== Fragmento
Es cierto: no es fácil imaginar la angustia de no saber dónde está el desplumador de ornitorrincos o los seis huevos que mi abuela Sagrario rompió para hacer una tortilla el jueves 6 de abril de 1972 o aquel forro que busqué farmacia tras farmacia durante horas aquella noche porque era la condición sine qua non para lo más deseado. Digo: lo que importa de lo que no existe o desapareció es que no existe, no que ya no se pueda saber dónde está. Y, sin embargo, sigo de acuerdo con mi frase chorreada: lo mejor de que existiera una verdad era que estaba muy claro dónde estaba.
Lo pensaba porque trataba de pensar en el pobrismo. Y pensaba en el pobrismo porque, en medio de las gotitas, seguía dándoles vueltas a las fucking elecciones nacionales, ya tan lejanas. Hay vidas muy injustas.
-¿El pobrismo, dijo?
-Sí, el pobrismo. No me va a decir que no lo escuchó nombrar.
-Sí, por supuesto, claro. Usté por quién me toma.
Durante siglo y medio, hasta hace poco, hubo una verdad tallada en mármol: la ciencia del materialismo histórico aseguraba, con perfecta confianza, que la marcha ineluctable de la historia hacía que la lucha de clases estuviese llevando al mundo hacia el triunfo del socialismo y la desaparición de esas clases que luchaban. Y esa verdad tenía corolarios: uno de los más importantes era que había una clase que portaba sobre sí esa responsabilidad histórica y terminaría por concretar su destino revolucionario; esa clase era la de los desposeídos o pobres o, técnicamente, proletarios: quienes, por no tener más que su prole, se veían reducidos a vender su fuerza de trabajo. Los pobres eran, entonces, los depositarios de toda la esperanza revolucionaria: la revolución era una verdad indudable y los pobres estaban destinados a cumplirla.
Por eso el pobrismo. Llamemos pobrismo a esa forma de pensar la sociedad y el mundo en que ser de izquierda consistía, supuestamente, en aceptar esta idea y, por lo tanto, reverenciar a los pobres más que a nada en el mundo. Los izquierdistas que no eran pobres lo devenían –la famosa proletarización- y los que no se atrevían a tanto mantenían, al menos, ese respeto inquebrantable. Había que acercarse a los pobres, entenderlos, seducirlos, aprender de ellos y, aunque no siempre se dijera, explicarles cuál era su papel: hacer el trabajo de Juan Bautista explicándoles a Jesús que era el Elegido. A cambio, los pobres harían algún día, finalmente, lo que debían: la revolución. Esa era la idea general y era tan linda, pero pasó el tiempo y la historia no fue en la dirección que debía y, aquí, los pobres se fueron haciendo cada vez más pobres: tan pobres que dejaron de ser proletarios en el sentido clásico. Desaparecieron industrias, servicios; los pobres ya no vendían su fuerza de trabajo a un precio vil porque nadie quería comprársela ni siquiera a ese precio. Llegaron, al final, las épocas del piquete de desocupados, la asistencia, el clientelismo, todo eso que ya sabemos de memoria.
====
== Registros
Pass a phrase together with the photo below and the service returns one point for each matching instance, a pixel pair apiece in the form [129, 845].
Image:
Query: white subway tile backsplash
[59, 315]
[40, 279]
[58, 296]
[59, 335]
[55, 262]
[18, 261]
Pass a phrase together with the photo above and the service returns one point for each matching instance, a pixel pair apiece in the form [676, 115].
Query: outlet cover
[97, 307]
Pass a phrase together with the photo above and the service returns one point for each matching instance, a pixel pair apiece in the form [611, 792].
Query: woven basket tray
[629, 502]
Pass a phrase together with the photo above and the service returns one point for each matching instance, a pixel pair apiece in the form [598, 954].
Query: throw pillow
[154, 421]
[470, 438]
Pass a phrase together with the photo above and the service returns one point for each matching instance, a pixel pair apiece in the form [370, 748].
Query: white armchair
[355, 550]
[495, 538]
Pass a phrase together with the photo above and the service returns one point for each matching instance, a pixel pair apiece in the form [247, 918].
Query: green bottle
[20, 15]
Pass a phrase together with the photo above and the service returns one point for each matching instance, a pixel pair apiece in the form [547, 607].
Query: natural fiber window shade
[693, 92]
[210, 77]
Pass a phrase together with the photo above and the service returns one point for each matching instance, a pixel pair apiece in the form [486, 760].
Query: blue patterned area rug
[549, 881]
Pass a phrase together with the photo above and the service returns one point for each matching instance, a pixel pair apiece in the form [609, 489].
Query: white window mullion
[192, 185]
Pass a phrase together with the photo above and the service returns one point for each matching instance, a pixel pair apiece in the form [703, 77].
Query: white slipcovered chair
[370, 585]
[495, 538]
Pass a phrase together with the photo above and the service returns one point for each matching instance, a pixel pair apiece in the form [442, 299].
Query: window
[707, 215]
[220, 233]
====
== Registros
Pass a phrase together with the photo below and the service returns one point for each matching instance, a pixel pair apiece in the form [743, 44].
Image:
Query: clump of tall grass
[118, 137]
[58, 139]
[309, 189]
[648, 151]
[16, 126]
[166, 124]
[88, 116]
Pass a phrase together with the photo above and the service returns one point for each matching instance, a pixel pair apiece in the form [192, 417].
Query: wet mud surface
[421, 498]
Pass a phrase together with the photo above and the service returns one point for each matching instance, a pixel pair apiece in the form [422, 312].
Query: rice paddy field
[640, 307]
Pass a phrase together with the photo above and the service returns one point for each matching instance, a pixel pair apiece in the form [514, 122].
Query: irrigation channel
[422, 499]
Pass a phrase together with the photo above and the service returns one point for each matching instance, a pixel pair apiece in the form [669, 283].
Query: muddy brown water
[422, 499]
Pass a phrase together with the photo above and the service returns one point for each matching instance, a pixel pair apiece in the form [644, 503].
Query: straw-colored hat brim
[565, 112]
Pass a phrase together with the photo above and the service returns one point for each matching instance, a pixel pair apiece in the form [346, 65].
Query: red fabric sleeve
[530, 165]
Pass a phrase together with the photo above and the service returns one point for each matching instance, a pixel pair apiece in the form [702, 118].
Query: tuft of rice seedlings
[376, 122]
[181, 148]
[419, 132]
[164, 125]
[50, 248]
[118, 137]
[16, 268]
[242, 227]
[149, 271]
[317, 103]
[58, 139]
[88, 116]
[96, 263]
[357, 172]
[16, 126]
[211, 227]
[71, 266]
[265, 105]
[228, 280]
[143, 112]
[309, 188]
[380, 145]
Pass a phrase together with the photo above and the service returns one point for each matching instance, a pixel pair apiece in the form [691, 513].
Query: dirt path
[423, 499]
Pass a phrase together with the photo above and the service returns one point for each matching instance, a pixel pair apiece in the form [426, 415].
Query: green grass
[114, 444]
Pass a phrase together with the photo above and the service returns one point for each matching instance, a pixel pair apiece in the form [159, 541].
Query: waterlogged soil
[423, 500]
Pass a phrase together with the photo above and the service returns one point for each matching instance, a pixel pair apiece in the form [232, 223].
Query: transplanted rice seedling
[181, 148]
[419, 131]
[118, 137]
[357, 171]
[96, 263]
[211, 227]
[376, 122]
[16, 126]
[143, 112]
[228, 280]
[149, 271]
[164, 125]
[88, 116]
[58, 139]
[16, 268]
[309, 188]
====
#### Objetivo 1
Resume en dos o tres oraciones el párrafo del fragmento sobre el pobrismo que empieza con "Durante siglo y medio", sin perder sus ideas principales.
#### Objetivo 2
Según el fragmento sobre el pobrismo, ¿qué nombre recibía el proceso por el que los izquierdistas que no eran pobres se volvían pobres?
#### Objetivo 3
Enumera todas las acciones que, según el fragmento sobre el pobrismo, había que realizar con los pobres.

#### Respuesta esperada 1
Durante siglo y medio, el materialismo histórico sostuvo como verdad indudable que la lucha de clases llevaría al triunfo del socialismo y a la desaparición de las clases. Una consecuencia de esa verdad era que una clase concreta, la de los desposeídos, pobres o proletarios, que solo tenían su prole y debían vender su fuerza de trabajo, cumpliría ese destino revolucionario. Por eso los pobres eran los depositarios de toda la esperanza revolucionaria.

#### Respuesta esperada 2
Se llamaba la proletarización.

#### Respuesta esperada 3
- Acercarse a ellos
- Entenderlos
- Seducirlos
- Aprender de ellos
- Explicarles cuál era su papel